*To be done:* Which lines in the entries below contain the string "ObjectDetector"? List every such line in full, matching case exactly.

*Extracted records:*
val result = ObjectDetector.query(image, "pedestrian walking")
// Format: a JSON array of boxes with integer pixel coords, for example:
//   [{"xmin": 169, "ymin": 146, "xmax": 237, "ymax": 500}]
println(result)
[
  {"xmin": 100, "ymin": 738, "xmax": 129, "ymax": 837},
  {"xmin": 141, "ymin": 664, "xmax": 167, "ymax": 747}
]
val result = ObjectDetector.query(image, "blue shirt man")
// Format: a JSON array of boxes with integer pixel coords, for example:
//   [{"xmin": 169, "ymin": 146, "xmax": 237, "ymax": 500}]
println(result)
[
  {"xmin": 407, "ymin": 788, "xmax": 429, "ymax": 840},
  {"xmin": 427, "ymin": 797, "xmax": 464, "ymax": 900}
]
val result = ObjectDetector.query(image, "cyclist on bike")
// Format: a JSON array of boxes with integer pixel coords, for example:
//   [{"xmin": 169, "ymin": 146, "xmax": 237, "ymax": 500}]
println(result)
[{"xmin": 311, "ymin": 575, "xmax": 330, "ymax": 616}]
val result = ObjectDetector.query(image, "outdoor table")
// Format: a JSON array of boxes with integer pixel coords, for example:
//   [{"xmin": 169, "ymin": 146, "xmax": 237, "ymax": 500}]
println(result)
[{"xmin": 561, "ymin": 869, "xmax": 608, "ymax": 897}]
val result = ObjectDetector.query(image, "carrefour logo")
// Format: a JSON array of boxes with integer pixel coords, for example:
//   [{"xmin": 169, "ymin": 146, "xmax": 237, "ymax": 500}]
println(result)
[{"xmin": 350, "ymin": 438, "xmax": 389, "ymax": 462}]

*Answer to this task:*
val result = ObjectDetector.query(image, "pedestrian walking")
val result = ObjectDetector.query(image, "blue shirt man")
val result = ObjectDetector.query(image, "cyclist on bike")
val result = ObjectDetector.query(image, "outdoor table")
val result = ObjectDetector.query(image, "carrefour logo")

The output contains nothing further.